* [Trecho do documento]
++++++++

A privatização retornou à agenda do país? Qual é o significado político da privatização dos aeroportos de Guarulhos, Campinas e Brasília?
Podemos perceber, sim, uma pequena mudança na estratégia de projeto que o Partido dos Trabalhadores - PT tinha, no sentido de ter uma presença maior do Estado. Só que o modelo de privatização adotado não é um modelo de concessão quase gratuita, como foi feito anteriormente. Na verdade, o governo arrecadou muito dinheiro com isso, que pode ser aplicado em outros aeroportos que não têm um sentido comercial e que ninguém quer explorar. Tem essa vantagem. As pessoas têm chamado isso de privatização, mas na verdade é uma concessão para a exploração durante um período; não é entrega de patrimônio, como foi no caso da siderurgia ou da Vale do Rio Doce, onde simplesmente se torrou, tinha-se em caixa só o dinheiro suficiente, e as empresas não entraram com quase nada. Essa é a diferença que vejo. Mas a mudança no PT está em perceber que o Estado não tem possibilidades ilimitadas e sua função é equalizar. Se esse modelo ajudar - porque não sabemos se vai funcionar - e se com aeroportos rentáveis for possível financiar aeroportos não rentáveis, mas fundamentais para fazer o serviço à população, então é um bom modelo. Mas se for para fazer caixa e daí torrar em qualquer outra coisa, daí não é um bom modelo.

Qual a diferença entre privatização e concessão, no caso dos aeroportos?
A Constituição determina que tudo o que envolve infraestrutura tem que ser tratado como bem comum. E pode ter o Estado como gestor de portos, aeroportos, estradas, porque são espaços comuns, da coletividade. Não tem como privatizar isso, não dá para conceder propriedade disso. A concessão é para explorar esses espaços, sempre com contrapartida. Por exemplo, a água é outro caso de bem público, que pode ser gerido de forma estatal ou de forma privada. O problema é que a iniciativa privada se interessa só onde há lucro. E sobra para o Estado onde não dá lucro, não permitindo fazer a tarifa social. É essa a diferença entre ser controlado direto pelo Estado e não ser. Quando se faz a concessão, se admite a possibilidade de ganhar lucro sobre um bem comum. No caso dos aeroportos, a contrapartida exige investimentos pesados, que não sabemos se a iniciativa privada vai dar conta de fazer. Tudo o que mexe com o bem coletivo, comum, não pode ser privatizado. Nossa Constituição é muito clara. E essa é uma bandeira de qualquer sociedade. Só que a gestão privada nem sempre dá certo. Porque ela não é regida pelo interesse público, mas pela acumulação privada. O Estado tem que ficar "em cima" para que funcione bem. Manteve-se a Infraero com 49% no caso dos aeroportos exatamente para ser um contrapeso nessa concessão. O Estado estará presente, não cedeu totalmente, ou seja, eles não podem fazer tudo o que querem. Essa parceria até deu a maioria para os grupos privados, mas não o poder absoluto.

++++++++

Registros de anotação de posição
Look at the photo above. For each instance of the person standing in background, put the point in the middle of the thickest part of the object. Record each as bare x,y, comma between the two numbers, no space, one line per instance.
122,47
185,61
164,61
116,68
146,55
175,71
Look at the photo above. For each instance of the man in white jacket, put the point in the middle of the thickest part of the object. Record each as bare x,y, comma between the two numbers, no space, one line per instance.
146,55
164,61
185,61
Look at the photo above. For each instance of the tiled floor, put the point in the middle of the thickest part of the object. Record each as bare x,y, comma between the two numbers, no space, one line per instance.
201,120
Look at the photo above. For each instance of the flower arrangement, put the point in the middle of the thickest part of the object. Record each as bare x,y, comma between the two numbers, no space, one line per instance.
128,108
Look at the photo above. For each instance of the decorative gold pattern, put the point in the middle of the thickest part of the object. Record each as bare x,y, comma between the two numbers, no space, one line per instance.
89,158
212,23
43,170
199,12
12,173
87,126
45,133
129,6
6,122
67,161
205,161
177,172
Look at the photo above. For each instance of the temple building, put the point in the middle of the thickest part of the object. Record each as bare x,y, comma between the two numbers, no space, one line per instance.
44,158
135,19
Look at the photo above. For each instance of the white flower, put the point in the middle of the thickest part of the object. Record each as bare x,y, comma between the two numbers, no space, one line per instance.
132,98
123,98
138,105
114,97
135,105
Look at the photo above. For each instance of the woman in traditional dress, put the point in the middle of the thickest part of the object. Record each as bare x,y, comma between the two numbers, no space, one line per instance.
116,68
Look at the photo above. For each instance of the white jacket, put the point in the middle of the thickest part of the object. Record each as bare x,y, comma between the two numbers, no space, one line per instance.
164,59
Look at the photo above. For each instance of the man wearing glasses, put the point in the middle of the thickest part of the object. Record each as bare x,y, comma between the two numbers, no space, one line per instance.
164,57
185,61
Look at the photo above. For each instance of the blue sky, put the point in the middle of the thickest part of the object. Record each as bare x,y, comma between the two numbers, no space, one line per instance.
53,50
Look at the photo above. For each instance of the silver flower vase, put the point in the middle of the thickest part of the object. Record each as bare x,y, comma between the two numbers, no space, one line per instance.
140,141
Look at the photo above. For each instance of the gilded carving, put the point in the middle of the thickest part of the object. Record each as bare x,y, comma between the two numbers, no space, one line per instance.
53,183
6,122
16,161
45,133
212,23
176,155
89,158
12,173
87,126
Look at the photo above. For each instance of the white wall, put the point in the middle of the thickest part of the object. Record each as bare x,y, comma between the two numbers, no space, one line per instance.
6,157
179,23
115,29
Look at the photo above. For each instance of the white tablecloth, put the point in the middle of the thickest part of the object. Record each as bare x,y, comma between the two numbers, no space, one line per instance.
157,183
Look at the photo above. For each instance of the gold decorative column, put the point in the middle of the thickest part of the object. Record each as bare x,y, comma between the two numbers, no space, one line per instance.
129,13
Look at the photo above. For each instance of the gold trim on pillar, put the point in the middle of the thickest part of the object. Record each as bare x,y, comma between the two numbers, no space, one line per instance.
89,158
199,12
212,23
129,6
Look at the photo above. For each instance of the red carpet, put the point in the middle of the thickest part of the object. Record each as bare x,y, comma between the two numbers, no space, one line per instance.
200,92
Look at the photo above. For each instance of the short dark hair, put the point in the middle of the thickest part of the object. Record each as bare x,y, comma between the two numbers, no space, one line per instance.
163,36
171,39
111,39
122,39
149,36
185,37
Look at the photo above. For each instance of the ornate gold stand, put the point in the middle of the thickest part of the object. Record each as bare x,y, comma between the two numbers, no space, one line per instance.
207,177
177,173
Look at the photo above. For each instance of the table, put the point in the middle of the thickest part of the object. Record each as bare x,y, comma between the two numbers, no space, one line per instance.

++++++++

* [O que se pede]
1) Segundo o trecho do documento, com que participação a Infraero foi mantida na concessão dos aeroportos?
2) Quais são os aeroportos cuja privatização é mencionada no trecho do documento? Liste todos.

* [Respostas por tarefa]
1) Com 49%.

2) Guarulhos, Campinas e Brasília.